- [RECORDS FOR THE TASK]
☆ ☆ ☆ ☆ ☆ ☆ ☆
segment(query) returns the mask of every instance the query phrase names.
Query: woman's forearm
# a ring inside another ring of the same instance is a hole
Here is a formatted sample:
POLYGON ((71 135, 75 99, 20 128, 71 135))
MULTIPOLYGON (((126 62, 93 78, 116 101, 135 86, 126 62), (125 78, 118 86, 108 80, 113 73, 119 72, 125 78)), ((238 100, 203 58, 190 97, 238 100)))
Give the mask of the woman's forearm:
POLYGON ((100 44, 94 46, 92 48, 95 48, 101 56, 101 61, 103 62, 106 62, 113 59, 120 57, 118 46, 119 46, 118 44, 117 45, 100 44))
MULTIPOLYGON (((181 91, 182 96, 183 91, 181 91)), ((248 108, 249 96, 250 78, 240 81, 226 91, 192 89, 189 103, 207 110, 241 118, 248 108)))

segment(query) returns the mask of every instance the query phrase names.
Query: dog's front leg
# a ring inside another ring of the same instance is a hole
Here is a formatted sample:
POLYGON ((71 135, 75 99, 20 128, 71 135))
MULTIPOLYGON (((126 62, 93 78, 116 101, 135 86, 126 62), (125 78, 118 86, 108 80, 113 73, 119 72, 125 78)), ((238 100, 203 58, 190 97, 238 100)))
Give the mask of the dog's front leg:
☆ ☆ ☆ ☆ ☆ ☆ ☆
- [EXERCISE GOAL] Reproduce all of the lines above verbatim, from the first to the last.

- [EXERCISE RESPONSE]
segment(query) returns the mask of every instance the query phrase names.
Query: woman's forearm
# a ring inside another ring of the same instance is a hole
Here is a formatted sample:
POLYGON ((71 135, 75 99, 20 128, 71 135))
MULTIPOLYGON (((126 62, 93 78, 116 101, 135 86, 126 62), (125 78, 118 86, 108 80, 113 73, 119 72, 125 78)), ((238 100, 203 58, 190 97, 238 100)))
Give the mask of the woman's forearm:
POLYGON ((100 44, 94 46, 92 48, 95 48, 101 56, 101 61, 103 62, 106 62, 113 59, 120 57, 118 46, 119 46, 118 44, 117 45, 100 44))
MULTIPOLYGON (((181 91, 182 96, 183 91, 181 91)), ((248 108, 249 96, 250 78, 240 81, 226 91, 192 89, 189 103, 207 110, 241 118, 248 108)))

segment(query) returns the mask of every instance the query phrase names.
Query: dog's front leg
# a ring inside another ring of the same instance is a hole
Here is a formatted sample:
POLYGON ((71 135, 75 99, 20 128, 71 135))
MULTIPOLYGON (((126 62, 93 78, 116 101, 135 86, 126 62), (125 78, 118 86, 108 80, 113 73, 119 72, 125 78)), ((238 100, 203 58, 190 97, 238 100)))
Give the mask of the dog's front leg:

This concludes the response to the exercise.